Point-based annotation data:
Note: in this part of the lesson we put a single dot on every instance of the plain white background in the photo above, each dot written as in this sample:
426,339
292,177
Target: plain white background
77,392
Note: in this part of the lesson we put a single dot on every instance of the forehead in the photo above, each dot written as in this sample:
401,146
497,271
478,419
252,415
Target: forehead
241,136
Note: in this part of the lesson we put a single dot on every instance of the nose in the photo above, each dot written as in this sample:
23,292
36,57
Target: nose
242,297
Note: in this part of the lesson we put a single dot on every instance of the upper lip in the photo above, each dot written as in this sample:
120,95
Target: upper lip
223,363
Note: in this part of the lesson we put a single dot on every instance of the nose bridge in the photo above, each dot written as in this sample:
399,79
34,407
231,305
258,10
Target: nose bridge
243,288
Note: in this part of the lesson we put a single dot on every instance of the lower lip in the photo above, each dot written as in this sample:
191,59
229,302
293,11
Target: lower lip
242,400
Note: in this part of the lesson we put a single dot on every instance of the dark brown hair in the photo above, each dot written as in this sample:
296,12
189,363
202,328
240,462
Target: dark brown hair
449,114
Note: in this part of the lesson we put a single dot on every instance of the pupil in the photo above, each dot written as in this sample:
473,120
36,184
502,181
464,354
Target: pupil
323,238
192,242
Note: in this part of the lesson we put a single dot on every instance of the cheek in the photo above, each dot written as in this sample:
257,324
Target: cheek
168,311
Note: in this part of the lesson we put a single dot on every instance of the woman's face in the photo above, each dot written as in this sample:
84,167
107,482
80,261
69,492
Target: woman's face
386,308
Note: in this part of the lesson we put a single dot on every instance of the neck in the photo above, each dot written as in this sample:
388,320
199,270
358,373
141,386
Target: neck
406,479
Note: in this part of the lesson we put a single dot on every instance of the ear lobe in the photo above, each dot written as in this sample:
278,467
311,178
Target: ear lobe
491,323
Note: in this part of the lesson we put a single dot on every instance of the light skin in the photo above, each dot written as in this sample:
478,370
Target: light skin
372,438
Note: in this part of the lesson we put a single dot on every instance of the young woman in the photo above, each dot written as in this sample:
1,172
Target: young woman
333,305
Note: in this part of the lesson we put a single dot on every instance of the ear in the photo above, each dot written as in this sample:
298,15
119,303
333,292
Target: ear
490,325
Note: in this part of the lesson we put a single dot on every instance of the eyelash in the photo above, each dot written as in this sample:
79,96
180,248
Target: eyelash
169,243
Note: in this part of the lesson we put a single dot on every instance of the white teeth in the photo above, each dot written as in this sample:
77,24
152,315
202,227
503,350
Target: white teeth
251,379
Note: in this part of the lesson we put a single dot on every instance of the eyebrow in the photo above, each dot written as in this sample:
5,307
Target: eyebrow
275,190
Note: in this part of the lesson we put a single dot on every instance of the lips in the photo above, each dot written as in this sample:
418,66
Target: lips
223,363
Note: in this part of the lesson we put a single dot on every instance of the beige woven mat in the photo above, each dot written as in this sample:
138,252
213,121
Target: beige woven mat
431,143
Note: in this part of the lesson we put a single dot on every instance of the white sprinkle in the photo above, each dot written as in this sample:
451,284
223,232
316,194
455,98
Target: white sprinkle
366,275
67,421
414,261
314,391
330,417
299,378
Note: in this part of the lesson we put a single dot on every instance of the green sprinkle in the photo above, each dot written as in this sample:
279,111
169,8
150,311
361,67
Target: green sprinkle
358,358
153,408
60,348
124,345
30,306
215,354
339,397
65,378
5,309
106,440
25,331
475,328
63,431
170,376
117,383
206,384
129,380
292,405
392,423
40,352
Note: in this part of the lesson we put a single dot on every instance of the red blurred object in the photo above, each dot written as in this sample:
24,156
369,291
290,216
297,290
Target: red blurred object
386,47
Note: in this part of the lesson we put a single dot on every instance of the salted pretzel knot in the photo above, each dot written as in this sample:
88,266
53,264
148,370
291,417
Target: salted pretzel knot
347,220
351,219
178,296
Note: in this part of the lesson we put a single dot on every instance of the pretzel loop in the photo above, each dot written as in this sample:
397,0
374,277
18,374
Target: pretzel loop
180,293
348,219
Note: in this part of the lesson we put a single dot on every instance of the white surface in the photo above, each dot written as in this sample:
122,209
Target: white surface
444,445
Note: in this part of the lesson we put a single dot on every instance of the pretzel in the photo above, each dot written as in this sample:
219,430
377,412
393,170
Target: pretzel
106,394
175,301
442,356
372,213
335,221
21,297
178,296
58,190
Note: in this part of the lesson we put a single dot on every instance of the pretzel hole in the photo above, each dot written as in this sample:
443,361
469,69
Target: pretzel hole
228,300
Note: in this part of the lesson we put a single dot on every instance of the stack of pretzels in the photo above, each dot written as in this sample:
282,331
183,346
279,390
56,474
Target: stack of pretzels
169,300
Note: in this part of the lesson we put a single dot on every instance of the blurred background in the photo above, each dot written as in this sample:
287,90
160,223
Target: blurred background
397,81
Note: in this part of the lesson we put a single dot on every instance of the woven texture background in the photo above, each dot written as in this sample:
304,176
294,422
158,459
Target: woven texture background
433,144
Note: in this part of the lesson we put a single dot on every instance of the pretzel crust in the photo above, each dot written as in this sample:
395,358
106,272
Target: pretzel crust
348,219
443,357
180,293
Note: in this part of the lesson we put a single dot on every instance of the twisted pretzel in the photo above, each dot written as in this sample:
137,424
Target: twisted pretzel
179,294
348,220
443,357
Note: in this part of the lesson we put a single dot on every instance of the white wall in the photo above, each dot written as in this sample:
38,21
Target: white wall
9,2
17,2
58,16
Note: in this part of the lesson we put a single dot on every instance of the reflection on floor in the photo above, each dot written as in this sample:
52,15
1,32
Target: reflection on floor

■ What is expected
Copy the lines of the material unchanged, from the line containing "of the reflection" through the end of the material.

■ Problem solution
Note: in this part of the lesson we put a single dot on every instance of the reflection on floor in the photo above, each dot written as in this sample:
52,15
1,32
Target: reflection on floor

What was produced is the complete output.